# Arbeitsspeicher Problem



## huwi (22. Juli 2007)

HI Leute.

Hab folgendes Problem:
Habe folgenden Arbeitsspeicher drin:
- 1024 MB DDR 400Mhz
-   128 MB DDR 266Mhz

Jetzt hat mir ein Kollege gesagt ich soll den kleinen besser rausnehmen, weil dieser den großen ausbremsen würde.

Nun das Problem:
Nach dem entfernen des 128 MB Sticks stürtzt der PC schon beim booten ab. Ich sehe garkein Windows ladebildschirm.
Manchmal kommt eine Meldung
Try to network boot first, the other devices.
Drücke ich dann Enter kommt dadrauf eine Fehlermeldung mit missmatch. 
Versuche ich ins Bios zu kommen kommt ein seltsamer bildschirm, der in ganz viele quadrate eingeteilt ist, wo in jedem ein anderes symbol ist.
Nur einmal hat der PC es geschafft zu booten. 
Dann kam in widows die meldung regestrierungs sicherheitskopie wurde genutzt und fehler wurden erfolgreich behoben....Dann ging der PC plötzlich aus und ließ sich erst nach dem Ausstecken des Netzteils neustarten.

Stecke ich nun den alten Arbeitsspeicher wieder hinzu funkt alles sofort wieder fehlerfrei! 

Meins Mainboard ist das MSI K8T-Neo V  und der Arbeitsspeicher wird unterstützt....

was nun .............. NEED HELP!

◆ Bitte bearbeiten:
• A. Welches Mainboard wird im Forumsbeitrag zum Arbeitsspeicherproblem genannt?
• B. Führe den Forumsbeitrag zum Arbeitsspeicherproblem nach seinem letzten Satz weiter.
Die Auflistung ist eigenständiges Material und gehört nicht zum Forumsbeitrag.

◆ Datenabschnitt:

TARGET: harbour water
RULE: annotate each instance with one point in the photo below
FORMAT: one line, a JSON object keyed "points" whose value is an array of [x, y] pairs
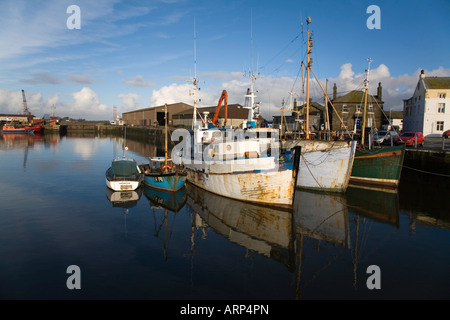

◆ Die Lösungen:
• A. Das MSI K8T-Neo V.

• B.
----------



## Dr Dau (22. Juli 2007)

Hallo!





huwi hat gesagt.:


> Jetzt hat mir ein Kollege gesagt ich soll den kleinen besser rausnehmen, weil dieser den großen ausbremsen würde.


Prinzipiell hat er recht, denn der FSB orientiert sich an dem langsameren Speicher.
Das heisst dass nicht nur Dein grosser Speicher mit 266Mhz läuft, sondern auch die CPU.
Im schlimmsten Fall bremst der kleine Speicher also das gesamte System aus.

Hast Du mal ausprobiert was passiert wenn Du den grossen Speicher in eine andere Bank steckst?

Gruss Dr Dau


----------



## huwi (23. Juli 2007)

ja hab ich schon versucht....

Leider das gleiche Problem......

hab sowas noch nie gehabt


----------



## berndf78 (24. Juli 2007)

Hallo!

Hatte das selbe Problem mit einem alten Rechner!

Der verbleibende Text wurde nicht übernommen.